Rewrite the rows below as a two-column CSV with the headers input and output. Give one line per row, and put its text and its answer each in a single quoted field with line breaks replaced by spaces.

Extracted records
++++
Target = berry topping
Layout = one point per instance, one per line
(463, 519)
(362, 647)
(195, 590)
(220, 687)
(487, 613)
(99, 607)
++++
* _WRITTEN ANSWER_
input,output
"Target = berry topping Layout = one point per instance, one per line","(463, 519) (362, 647) (195, 590) (220, 687) (487, 613) (99, 607)"